§ STATED PROBLEM: Copy every line of the data below that contains the string "decorative". Uppercase and lowercase count as different.
━━━━━ DATA FOR THIS EXERCISE ━━━━━
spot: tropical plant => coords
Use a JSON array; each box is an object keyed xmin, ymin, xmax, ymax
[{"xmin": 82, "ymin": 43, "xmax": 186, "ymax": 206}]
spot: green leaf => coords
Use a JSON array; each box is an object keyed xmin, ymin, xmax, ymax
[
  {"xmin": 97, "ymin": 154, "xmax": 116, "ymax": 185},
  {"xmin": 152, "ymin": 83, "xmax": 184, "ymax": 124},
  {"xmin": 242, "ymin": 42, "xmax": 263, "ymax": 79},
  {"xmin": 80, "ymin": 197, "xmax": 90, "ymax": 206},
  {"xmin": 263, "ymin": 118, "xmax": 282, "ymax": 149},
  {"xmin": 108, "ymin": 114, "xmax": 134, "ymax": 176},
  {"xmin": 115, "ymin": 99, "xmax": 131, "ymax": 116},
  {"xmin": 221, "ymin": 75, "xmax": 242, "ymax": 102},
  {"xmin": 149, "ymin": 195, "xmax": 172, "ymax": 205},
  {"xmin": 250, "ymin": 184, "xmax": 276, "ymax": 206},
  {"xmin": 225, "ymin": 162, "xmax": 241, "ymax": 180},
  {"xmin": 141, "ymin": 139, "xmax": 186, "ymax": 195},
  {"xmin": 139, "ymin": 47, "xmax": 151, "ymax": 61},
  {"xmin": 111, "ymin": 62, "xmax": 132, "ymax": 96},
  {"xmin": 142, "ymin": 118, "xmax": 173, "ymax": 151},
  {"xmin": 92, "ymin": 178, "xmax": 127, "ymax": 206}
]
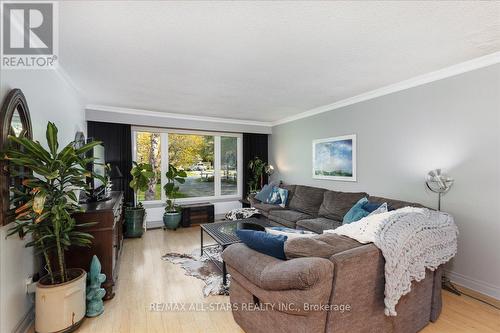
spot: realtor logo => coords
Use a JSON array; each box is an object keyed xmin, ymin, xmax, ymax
[{"xmin": 1, "ymin": 1, "xmax": 58, "ymax": 69}]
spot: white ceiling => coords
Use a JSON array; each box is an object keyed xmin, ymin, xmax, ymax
[{"xmin": 59, "ymin": 1, "xmax": 500, "ymax": 122}]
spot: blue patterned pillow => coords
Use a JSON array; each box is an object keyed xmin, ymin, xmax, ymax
[
  {"xmin": 266, "ymin": 186, "xmax": 281, "ymax": 205},
  {"xmin": 255, "ymin": 184, "xmax": 273, "ymax": 202},
  {"xmin": 278, "ymin": 187, "xmax": 288, "ymax": 208},
  {"xmin": 363, "ymin": 201, "xmax": 381, "ymax": 213},
  {"xmin": 236, "ymin": 229, "xmax": 287, "ymax": 260}
]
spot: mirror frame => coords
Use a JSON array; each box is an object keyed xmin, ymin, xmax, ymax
[{"xmin": 0, "ymin": 89, "xmax": 33, "ymax": 226}]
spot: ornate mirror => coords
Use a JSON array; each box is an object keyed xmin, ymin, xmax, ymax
[{"xmin": 0, "ymin": 89, "xmax": 33, "ymax": 225}]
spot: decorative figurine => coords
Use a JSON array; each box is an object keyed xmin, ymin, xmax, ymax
[{"xmin": 85, "ymin": 255, "xmax": 106, "ymax": 317}]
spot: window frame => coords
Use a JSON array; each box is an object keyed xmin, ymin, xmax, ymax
[{"xmin": 131, "ymin": 126, "xmax": 243, "ymax": 207}]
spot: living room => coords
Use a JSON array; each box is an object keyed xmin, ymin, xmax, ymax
[{"xmin": 0, "ymin": 1, "xmax": 500, "ymax": 333}]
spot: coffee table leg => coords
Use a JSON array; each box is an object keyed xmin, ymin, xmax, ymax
[{"xmin": 200, "ymin": 227, "xmax": 203, "ymax": 256}]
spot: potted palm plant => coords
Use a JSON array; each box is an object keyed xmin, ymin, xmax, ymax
[
  {"xmin": 125, "ymin": 161, "xmax": 155, "ymax": 237},
  {"xmin": 163, "ymin": 164, "xmax": 187, "ymax": 230},
  {"xmin": 4, "ymin": 122, "xmax": 100, "ymax": 333}
]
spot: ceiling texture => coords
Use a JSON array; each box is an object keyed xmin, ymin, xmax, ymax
[{"xmin": 59, "ymin": 1, "xmax": 500, "ymax": 122}]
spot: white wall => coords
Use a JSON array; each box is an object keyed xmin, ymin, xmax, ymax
[
  {"xmin": 269, "ymin": 64, "xmax": 500, "ymax": 299},
  {"xmin": 0, "ymin": 70, "xmax": 86, "ymax": 333}
]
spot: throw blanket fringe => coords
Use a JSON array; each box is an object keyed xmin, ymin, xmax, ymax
[{"xmin": 324, "ymin": 207, "xmax": 458, "ymax": 316}]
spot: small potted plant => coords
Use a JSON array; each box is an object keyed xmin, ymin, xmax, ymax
[
  {"xmin": 125, "ymin": 161, "xmax": 155, "ymax": 237},
  {"xmin": 163, "ymin": 164, "xmax": 187, "ymax": 230},
  {"xmin": 4, "ymin": 122, "xmax": 100, "ymax": 333}
]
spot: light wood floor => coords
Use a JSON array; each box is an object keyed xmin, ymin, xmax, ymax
[{"xmin": 32, "ymin": 227, "xmax": 500, "ymax": 333}]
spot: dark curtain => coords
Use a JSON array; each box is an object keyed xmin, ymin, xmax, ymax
[
  {"xmin": 87, "ymin": 121, "xmax": 134, "ymax": 204},
  {"xmin": 243, "ymin": 133, "xmax": 268, "ymax": 198}
]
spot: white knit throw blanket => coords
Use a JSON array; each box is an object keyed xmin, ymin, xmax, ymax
[{"xmin": 324, "ymin": 207, "xmax": 458, "ymax": 316}]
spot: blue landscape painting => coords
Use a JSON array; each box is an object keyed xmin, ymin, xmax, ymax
[{"xmin": 314, "ymin": 139, "xmax": 354, "ymax": 177}]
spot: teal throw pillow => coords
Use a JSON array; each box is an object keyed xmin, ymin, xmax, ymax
[{"xmin": 342, "ymin": 198, "xmax": 370, "ymax": 224}]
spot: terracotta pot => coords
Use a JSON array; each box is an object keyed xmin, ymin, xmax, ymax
[{"xmin": 35, "ymin": 268, "xmax": 87, "ymax": 333}]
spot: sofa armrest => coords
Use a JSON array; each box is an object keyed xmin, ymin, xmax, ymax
[{"xmin": 222, "ymin": 244, "xmax": 334, "ymax": 290}]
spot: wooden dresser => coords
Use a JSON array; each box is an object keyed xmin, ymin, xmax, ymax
[{"xmin": 66, "ymin": 192, "xmax": 123, "ymax": 300}]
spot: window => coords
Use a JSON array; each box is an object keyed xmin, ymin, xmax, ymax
[
  {"xmin": 220, "ymin": 136, "xmax": 238, "ymax": 195},
  {"xmin": 133, "ymin": 127, "xmax": 242, "ymax": 202}
]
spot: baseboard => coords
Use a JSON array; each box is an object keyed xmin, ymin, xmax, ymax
[
  {"xmin": 446, "ymin": 271, "xmax": 500, "ymax": 300},
  {"xmin": 12, "ymin": 305, "xmax": 35, "ymax": 333}
]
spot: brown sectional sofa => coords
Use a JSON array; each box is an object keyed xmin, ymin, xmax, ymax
[
  {"xmin": 249, "ymin": 185, "xmax": 422, "ymax": 233},
  {"xmin": 223, "ymin": 185, "xmax": 441, "ymax": 333}
]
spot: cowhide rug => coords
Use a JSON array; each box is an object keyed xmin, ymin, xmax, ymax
[{"xmin": 161, "ymin": 246, "xmax": 230, "ymax": 297}]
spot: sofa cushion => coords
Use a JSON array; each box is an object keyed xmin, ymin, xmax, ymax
[
  {"xmin": 222, "ymin": 244, "xmax": 334, "ymax": 290},
  {"xmin": 297, "ymin": 217, "xmax": 342, "ymax": 234},
  {"xmin": 368, "ymin": 196, "xmax": 426, "ymax": 210},
  {"xmin": 236, "ymin": 229, "xmax": 288, "ymax": 260},
  {"xmin": 319, "ymin": 191, "xmax": 368, "ymax": 221},
  {"xmin": 268, "ymin": 209, "xmax": 312, "ymax": 228},
  {"xmin": 289, "ymin": 185, "xmax": 326, "ymax": 216}
]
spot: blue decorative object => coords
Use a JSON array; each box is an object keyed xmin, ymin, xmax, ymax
[
  {"xmin": 342, "ymin": 198, "xmax": 370, "ymax": 224},
  {"xmin": 85, "ymin": 256, "xmax": 106, "ymax": 317},
  {"xmin": 236, "ymin": 229, "xmax": 288, "ymax": 260},
  {"xmin": 255, "ymin": 184, "xmax": 273, "ymax": 202},
  {"xmin": 363, "ymin": 201, "xmax": 381, "ymax": 213}
]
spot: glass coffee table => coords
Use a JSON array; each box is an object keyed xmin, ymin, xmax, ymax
[{"xmin": 200, "ymin": 217, "xmax": 271, "ymax": 286}]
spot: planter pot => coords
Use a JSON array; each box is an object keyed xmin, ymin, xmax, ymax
[
  {"xmin": 35, "ymin": 268, "xmax": 87, "ymax": 333},
  {"xmin": 163, "ymin": 212, "xmax": 182, "ymax": 230},
  {"xmin": 125, "ymin": 208, "xmax": 146, "ymax": 238}
]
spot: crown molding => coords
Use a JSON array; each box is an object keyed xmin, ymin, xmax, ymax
[
  {"xmin": 85, "ymin": 104, "xmax": 273, "ymax": 127},
  {"xmin": 272, "ymin": 52, "xmax": 500, "ymax": 126}
]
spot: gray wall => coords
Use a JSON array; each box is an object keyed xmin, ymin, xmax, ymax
[
  {"xmin": 0, "ymin": 70, "xmax": 85, "ymax": 333},
  {"xmin": 269, "ymin": 64, "xmax": 500, "ymax": 299}
]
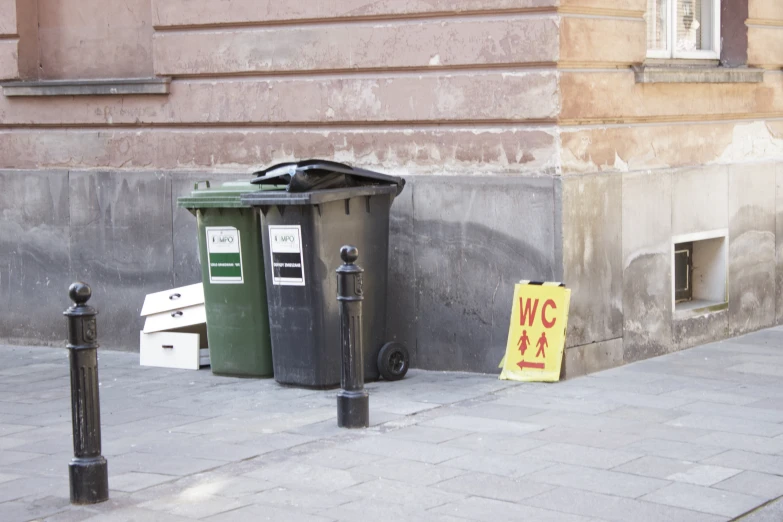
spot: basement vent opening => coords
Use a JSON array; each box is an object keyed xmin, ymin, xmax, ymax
[{"xmin": 672, "ymin": 230, "xmax": 729, "ymax": 315}]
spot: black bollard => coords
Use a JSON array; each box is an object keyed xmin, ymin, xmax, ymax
[
  {"xmin": 337, "ymin": 246, "xmax": 370, "ymax": 428},
  {"xmin": 63, "ymin": 283, "xmax": 109, "ymax": 504}
]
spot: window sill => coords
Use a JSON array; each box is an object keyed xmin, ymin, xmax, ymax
[
  {"xmin": 633, "ymin": 65, "xmax": 764, "ymax": 83},
  {"xmin": 0, "ymin": 78, "xmax": 171, "ymax": 96},
  {"xmin": 674, "ymin": 299, "xmax": 729, "ymax": 319}
]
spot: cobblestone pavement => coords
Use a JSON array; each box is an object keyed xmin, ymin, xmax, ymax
[{"xmin": 0, "ymin": 328, "xmax": 783, "ymax": 522}]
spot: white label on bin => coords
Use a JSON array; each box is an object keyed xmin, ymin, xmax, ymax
[
  {"xmin": 269, "ymin": 225, "xmax": 305, "ymax": 286},
  {"xmin": 206, "ymin": 227, "xmax": 244, "ymax": 285}
]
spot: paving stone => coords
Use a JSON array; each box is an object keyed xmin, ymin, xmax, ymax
[
  {"xmin": 341, "ymin": 436, "xmax": 467, "ymax": 464},
  {"xmin": 109, "ymin": 452, "xmax": 225, "ymax": 475},
  {"xmin": 440, "ymin": 428, "xmax": 547, "ymax": 455},
  {"xmin": 449, "ymin": 399, "xmax": 541, "ymax": 422},
  {"xmin": 517, "ymin": 442, "xmax": 642, "ymax": 469},
  {"xmin": 694, "ymin": 431, "xmax": 783, "ymax": 455},
  {"xmin": 748, "ymin": 399, "xmax": 783, "ymax": 410},
  {"xmin": 666, "ymin": 464, "xmax": 740, "ymax": 486},
  {"xmin": 713, "ymin": 471, "xmax": 783, "ymax": 499},
  {"xmin": 590, "ymin": 390, "xmax": 694, "ymax": 410},
  {"xmin": 299, "ymin": 448, "xmax": 384, "ymax": 469},
  {"xmin": 642, "ymin": 483, "xmax": 763, "ymax": 517},
  {"xmin": 245, "ymin": 463, "xmax": 366, "ymax": 492},
  {"xmin": 385, "ymin": 426, "xmax": 469, "ymax": 444},
  {"xmin": 704, "ymin": 444, "xmax": 783, "ymax": 475},
  {"xmin": 431, "ymin": 497, "xmax": 590, "ymax": 522},
  {"xmin": 109, "ymin": 472, "xmax": 177, "ymax": 493},
  {"xmin": 434, "ymin": 473, "xmax": 554, "ymax": 502},
  {"xmin": 604, "ymin": 406, "xmax": 683, "ymax": 422},
  {"xmin": 0, "ymin": 497, "xmax": 70, "ymax": 522},
  {"xmin": 442, "ymin": 452, "xmax": 554, "ymax": 477},
  {"xmin": 138, "ymin": 490, "xmax": 248, "ymax": 518},
  {"xmin": 356, "ymin": 458, "xmax": 465, "ymax": 486},
  {"xmin": 681, "ymin": 401, "xmax": 783, "ymax": 423},
  {"xmin": 421, "ymin": 415, "xmax": 545, "ymax": 435},
  {"xmin": 741, "ymin": 499, "xmax": 783, "ymax": 522},
  {"xmin": 526, "ymin": 426, "xmax": 643, "ymax": 449},
  {"xmin": 624, "ymin": 439, "xmax": 724, "ymax": 461},
  {"xmin": 371, "ymin": 396, "xmax": 439, "ymax": 415},
  {"xmin": 250, "ymin": 487, "xmax": 356, "ymax": 508},
  {"xmin": 666, "ymin": 413, "xmax": 783, "ymax": 437},
  {"xmin": 35, "ymin": 506, "xmax": 95, "ymax": 522},
  {"xmin": 0, "ymin": 474, "xmax": 70, "ymax": 502},
  {"xmin": 525, "ymin": 464, "xmax": 670, "ymax": 498},
  {"xmin": 0, "ymin": 340, "xmax": 783, "ymax": 522},
  {"xmin": 340, "ymin": 479, "xmax": 462, "ymax": 509},
  {"xmin": 662, "ymin": 388, "xmax": 757, "ymax": 406},
  {"xmin": 86, "ymin": 507, "xmax": 193, "ymax": 522},
  {"xmin": 612, "ymin": 456, "xmax": 696, "ymax": 479},
  {"xmin": 495, "ymin": 395, "xmax": 618, "ymax": 415},
  {"xmin": 522, "ymin": 487, "xmax": 726, "ymax": 522},
  {"xmin": 320, "ymin": 499, "xmax": 465, "ymax": 522}
]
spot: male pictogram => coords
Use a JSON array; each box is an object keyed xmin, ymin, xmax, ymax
[
  {"xmin": 536, "ymin": 332, "xmax": 549, "ymax": 357},
  {"xmin": 517, "ymin": 330, "xmax": 530, "ymax": 355}
]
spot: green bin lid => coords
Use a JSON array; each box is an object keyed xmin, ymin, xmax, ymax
[{"xmin": 177, "ymin": 181, "xmax": 285, "ymax": 209}]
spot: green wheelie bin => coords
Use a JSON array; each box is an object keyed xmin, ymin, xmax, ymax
[{"xmin": 177, "ymin": 181, "xmax": 276, "ymax": 377}]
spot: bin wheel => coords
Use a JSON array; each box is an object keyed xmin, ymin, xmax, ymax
[{"xmin": 378, "ymin": 343, "xmax": 410, "ymax": 381}]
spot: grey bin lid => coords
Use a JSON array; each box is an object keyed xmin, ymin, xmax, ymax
[
  {"xmin": 241, "ymin": 185, "xmax": 398, "ymax": 207},
  {"xmin": 177, "ymin": 181, "xmax": 285, "ymax": 209}
]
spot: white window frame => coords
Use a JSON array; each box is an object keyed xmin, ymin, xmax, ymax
[{"xmin": 647, "ymin": 0, "xmax": 721, "ymax": 60}]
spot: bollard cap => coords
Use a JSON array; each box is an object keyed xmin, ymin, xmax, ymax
[
  {"xmin": 340, "ymin": 245, "xmax": 359, "ymax": 265},
  {"xmin": 68, "ymin": 281, "xmax": 92, "ymax": 306},
  {"xmin": 63, "ymin": 281, "xmax": 98, "ymax": 317}
]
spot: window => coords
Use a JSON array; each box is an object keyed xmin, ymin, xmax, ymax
[
  {"xmin": 674, "ymin": 243, "xmax": 693, "ymax": 303},
  {"xmin": 645, "ymin": 0, "xmax": 720, "ymax": 60}
]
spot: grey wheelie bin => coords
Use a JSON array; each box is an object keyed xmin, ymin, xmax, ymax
[{"xmin": 242, "ymin": 160, "xmax": 409, "ymax": 388}]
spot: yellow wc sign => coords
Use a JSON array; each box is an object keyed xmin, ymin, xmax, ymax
[{"xmin": 500, "ymin": 281, "xmax": 571, "ymax": 382}]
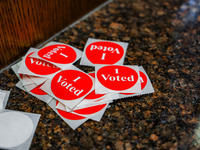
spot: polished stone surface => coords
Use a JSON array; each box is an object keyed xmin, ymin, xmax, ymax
[{"xmin": 0, "ymin": 0, "xmax": 200, "ymax": 150}]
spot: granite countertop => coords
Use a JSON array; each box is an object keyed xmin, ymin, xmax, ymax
[{"xmin": 0, "ymin": 0, "xmax": 200, "ymax": 150}]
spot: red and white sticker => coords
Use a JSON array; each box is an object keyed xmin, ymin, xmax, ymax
[
  {"xmin": 95, "ymin": 65, "xmax": 141, "ymax": 93},
  {"xmin": 49, "ymin": 100, "xmax": 108, "ymax": 130},
  {"xmin": 30, "ymin": 84, "xmax": 47, "ymax": 95},
  {"xmin": 16, "ymin": 81, "xmax": 52, "ymax": 104},
  {"xmin": 120, "ymin": 66, "xmax": 154, "ymax": 98},
  {"xmin": 41, "ymin": 65, "xmax": 94, "ymax": 109},
  {"xmin": 18, "ymin": 48, "xmax": 60, "ymax": 78},
  {"xmin": 29, "ymin": 42, "xmax": 82, "ymax": 70},
  {"xmin": 120, "ymin": 71, "xmax": 147, "ymax": 95},
  {"xmin": 25, "ymin": 53, "xmax": 60, "ymax": 75},
  {"xmin": 84, "ymin": 73, "xmax": 105, "ymax": 101},
  {"xmin": 80, "ymin": 38, "xmax": 128, "ymax": 66}
]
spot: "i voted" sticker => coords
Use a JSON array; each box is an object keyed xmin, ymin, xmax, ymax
[
  {"xmin": 25, "ymin": 52, "xmax": 60, "ymax": 75},
  {"xmin": 120, "ymin": 71, "xmax": 147, "ymax": 95},
  {"xmin": 51, "ymin": 70, "xmax": 93, "ymax": 100},
  {"xmin": 97, "ymin": 65, "xmax": 139, "ymax": 91},
  {"xmin": 38, "ymin": 44, "xmax": 76, "ymax": 64},
  {"xmin": 85, "ymin": 41, "xmax": 124, "ymax": 64}
]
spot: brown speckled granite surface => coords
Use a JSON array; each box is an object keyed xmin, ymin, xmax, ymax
[{"xmin": 0, "ymin": 0, "xmax": 200, "ymax": 150}]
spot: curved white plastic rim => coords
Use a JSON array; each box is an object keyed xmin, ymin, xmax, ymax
[{"xmin": 0, "ymin": 112, "xmax": 33, "ymax": 148}]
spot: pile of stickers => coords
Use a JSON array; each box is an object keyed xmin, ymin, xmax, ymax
[{"xmin": 12, "ymin": 38, "xmax": 154, "ymax": 129}]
━━━━━
§ TASK SOLUTION:
spot: decorative figurine => coords
spot: blue decorative object => coords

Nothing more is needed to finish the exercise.